[Entries drawn from a collection]

--- Start ---

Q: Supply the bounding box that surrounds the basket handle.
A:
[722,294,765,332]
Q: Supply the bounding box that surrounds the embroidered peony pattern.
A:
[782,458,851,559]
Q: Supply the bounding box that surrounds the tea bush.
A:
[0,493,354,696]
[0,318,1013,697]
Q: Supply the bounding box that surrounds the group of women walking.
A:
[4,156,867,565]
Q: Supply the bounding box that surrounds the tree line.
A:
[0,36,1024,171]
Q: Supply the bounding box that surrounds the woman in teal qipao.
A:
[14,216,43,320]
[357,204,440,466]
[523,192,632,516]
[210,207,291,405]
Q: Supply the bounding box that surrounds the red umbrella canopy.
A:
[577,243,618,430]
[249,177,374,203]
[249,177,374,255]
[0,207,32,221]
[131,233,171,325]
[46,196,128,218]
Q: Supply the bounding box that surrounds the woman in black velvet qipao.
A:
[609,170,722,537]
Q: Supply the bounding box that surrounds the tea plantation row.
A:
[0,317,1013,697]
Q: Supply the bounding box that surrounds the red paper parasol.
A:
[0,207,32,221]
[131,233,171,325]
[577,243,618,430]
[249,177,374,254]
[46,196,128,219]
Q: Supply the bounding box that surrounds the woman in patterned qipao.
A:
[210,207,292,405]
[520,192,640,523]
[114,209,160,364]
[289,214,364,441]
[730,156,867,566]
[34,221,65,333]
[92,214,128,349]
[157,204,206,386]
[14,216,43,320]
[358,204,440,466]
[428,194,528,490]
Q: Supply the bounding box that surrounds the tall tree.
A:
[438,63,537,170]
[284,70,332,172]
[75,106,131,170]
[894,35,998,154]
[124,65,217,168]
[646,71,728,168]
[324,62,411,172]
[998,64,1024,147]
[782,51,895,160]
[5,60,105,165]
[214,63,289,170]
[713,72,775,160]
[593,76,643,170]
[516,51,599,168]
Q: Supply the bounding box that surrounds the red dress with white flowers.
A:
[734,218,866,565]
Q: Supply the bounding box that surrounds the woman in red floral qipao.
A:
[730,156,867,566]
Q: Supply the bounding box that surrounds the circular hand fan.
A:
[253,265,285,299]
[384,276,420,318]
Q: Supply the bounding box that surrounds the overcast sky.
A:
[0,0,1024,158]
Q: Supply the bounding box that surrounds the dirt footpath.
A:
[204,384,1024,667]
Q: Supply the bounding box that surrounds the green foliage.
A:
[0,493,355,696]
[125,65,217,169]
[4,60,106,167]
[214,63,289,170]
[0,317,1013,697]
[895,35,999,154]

--- End ---

## Set problem
Identify each line in the listing above that contains the word "woman", and copy those lines.

## Exercise answer
Q: Supply the bounding box that surrounds the woman in teal qipao.
Q: Supply the bounding box that surrounds the woman in black velvet qipao.
Q: Supply the bounding box that surrounds the woman in patterned qipao.
Q: Supply the bounding box that surrounds the woman in red floral qipao.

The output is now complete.